As a condition to the merger, commenters ask the Commission to monitor Comcast’s and Time Warner’s deployment of advanced services, particularly in rural and minority areas, to determine whether the transactions would have any negative impact on consumers, workers, or communities, and whether the upgrades and deployments happen in a timely manner.63 As we have stated, we find that the transactions likely will accelerate system upgrades and deployment of new and/or improved services. In particular, we find that the transactions likely will result in the availability of a new telephony service in the Adelphia service areas, an offering that would compete with service provided by incumbent LECs. We are satisfied that the Applicants have demonstrated their intention to initiate the upgrades and implement new services. Both Comcast and Time Warner have submitted various upgrade and deployment plans, which lend support to their assurances that they intend to provide new services in the near future. In addition, Comcast and Time Warner repeatedly have assured the Commission of their intentions to implement advanced video services and VoIP service in a timely manner. We have no reason to conclude that these representations were not made in accordance with the Commission’s candor and truthfulness requirements. Finally, market forces and shareholder expectations provide significant incentives for the Applicants to deliver on the promised new services. Accordingly, we deny CWA’s request to condition our approval of the license transfers.
· · · · ·
▶ Directive
Repeat the passage on the merger condition request word for word.

▶ Dataset excerpts
· · · · ·
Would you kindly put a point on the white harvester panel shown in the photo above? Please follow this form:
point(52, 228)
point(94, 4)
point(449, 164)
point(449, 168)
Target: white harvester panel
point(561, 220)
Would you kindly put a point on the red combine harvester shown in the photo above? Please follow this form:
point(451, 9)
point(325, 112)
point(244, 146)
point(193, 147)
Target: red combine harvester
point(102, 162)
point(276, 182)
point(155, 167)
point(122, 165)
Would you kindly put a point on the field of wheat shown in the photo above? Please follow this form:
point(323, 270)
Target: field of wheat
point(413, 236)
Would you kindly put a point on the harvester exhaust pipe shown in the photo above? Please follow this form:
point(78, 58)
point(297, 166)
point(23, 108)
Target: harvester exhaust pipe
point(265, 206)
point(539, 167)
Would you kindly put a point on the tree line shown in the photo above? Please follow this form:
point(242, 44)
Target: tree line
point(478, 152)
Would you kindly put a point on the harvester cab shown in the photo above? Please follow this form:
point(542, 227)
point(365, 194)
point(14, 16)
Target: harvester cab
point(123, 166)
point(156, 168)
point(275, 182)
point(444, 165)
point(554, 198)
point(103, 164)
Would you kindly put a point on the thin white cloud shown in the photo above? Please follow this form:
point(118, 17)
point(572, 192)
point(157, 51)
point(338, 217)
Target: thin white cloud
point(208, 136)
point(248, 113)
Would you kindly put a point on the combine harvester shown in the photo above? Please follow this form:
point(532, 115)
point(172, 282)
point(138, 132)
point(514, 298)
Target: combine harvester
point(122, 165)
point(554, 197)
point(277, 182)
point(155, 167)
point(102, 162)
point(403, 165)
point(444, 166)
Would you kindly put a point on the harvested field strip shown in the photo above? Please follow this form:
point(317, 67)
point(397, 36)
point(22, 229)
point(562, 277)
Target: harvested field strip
· · · · ·
▶ Response to the exercise
As a condition to the merger, commenters ask the Commission to monitor Comcast’s and Time Warner’s deployment of advanced services, particularly in rural and minority areas, to determine whether the transactions would have any negative impact on consumers, workers, or communities, and whether the upgrades and deployments happen in a timely manner.63 As we have stated, we find that the transactions likely will accelerate system upgrades and deployment of new and/or improved services. In particular, we find that the transactions likely will result in the availability of a new telephony service in the Adelphia service areas, an offering that would compete with service provided by incumbent LECs. We are satisfied that the Applicants have demonstrated their intention to initiate the upgrades and implement new services. Both Comcast and Time Warner have submitted various upgrade and deployment plans, which lend support to their assurances that they intend to provide new services in the near future. In addition, Comcast and Time Warner repeatedly have assured the Commission of their intentions to implement advanced video services and VoIP service in a timely manner. We have no reason to conclude that these representations were not made in accordance with the Commission’s candor and truthfulness requirements. Finally, market forces and shareholder expectations provide significant incentives for the Applicants to deliver on the promised new services. Accordingly, we deny CWA’s request to condition our approval of the license transfers.